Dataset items

___

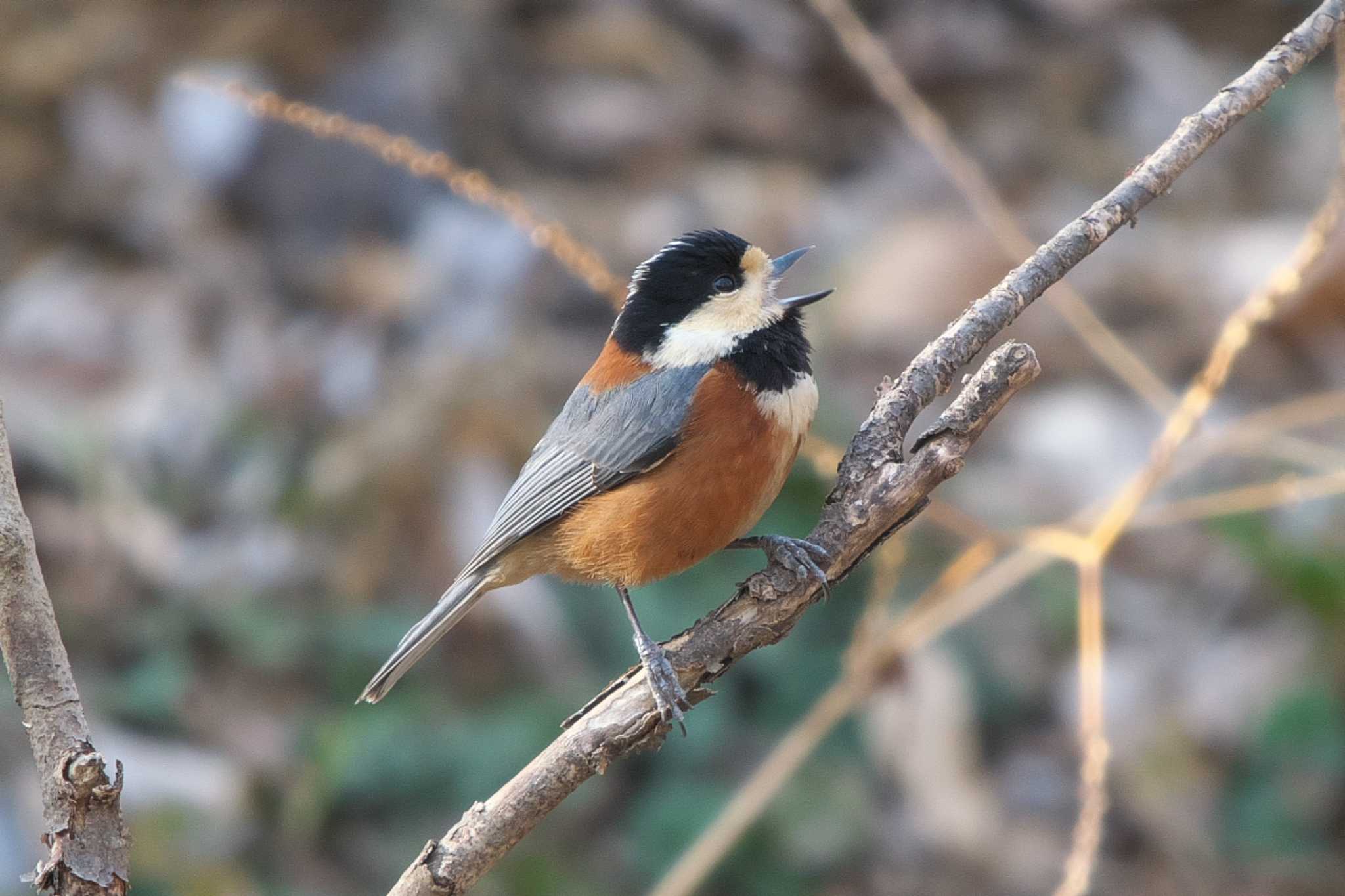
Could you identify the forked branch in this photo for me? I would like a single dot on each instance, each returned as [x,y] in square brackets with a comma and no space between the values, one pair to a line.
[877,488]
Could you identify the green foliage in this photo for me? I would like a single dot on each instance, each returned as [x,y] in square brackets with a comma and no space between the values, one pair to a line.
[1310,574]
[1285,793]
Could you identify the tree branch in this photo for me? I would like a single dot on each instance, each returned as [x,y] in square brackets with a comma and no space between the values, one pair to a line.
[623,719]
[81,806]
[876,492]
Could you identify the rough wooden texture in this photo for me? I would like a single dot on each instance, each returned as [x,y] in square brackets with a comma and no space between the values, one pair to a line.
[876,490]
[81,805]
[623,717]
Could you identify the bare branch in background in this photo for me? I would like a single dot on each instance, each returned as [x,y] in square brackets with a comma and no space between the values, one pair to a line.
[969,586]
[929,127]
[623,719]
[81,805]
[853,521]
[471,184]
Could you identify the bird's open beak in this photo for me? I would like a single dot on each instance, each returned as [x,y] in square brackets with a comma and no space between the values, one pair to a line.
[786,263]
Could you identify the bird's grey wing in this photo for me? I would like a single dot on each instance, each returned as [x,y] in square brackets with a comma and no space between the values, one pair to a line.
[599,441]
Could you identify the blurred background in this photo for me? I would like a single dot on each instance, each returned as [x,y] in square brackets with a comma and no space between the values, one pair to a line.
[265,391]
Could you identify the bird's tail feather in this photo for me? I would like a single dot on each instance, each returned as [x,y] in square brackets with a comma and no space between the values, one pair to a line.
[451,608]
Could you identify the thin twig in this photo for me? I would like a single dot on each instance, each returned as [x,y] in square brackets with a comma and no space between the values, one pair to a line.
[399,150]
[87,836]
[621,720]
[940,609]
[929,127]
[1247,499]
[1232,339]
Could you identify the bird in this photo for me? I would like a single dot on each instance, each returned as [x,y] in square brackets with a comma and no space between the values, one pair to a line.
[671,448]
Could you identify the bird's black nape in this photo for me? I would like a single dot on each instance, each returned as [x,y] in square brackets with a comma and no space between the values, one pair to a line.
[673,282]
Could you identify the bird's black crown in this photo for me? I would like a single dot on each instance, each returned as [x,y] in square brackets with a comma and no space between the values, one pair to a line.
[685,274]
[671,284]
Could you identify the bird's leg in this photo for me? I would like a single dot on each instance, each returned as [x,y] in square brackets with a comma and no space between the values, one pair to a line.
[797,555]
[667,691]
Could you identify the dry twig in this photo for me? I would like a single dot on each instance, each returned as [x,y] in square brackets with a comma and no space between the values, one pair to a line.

___

### [Exercise]
Copy the lines of the entries above word for word, starting at the line that contains "Could you identify the bird's leg" and ending at the final line of the entries.

### [Written answer]
Could you identify the bird's leg in this photo for me? I would like a single dot on each instance, each returned as [x,y] in square brackets with a comma and no space between the values, one pair to a line.
[797,555]
[667,691]
Could you identify the dry twig in this photo for me? I would like a single dot on each instance, each returned as [x,y] in square brackets with a comma and no space between the values, one pair to a line.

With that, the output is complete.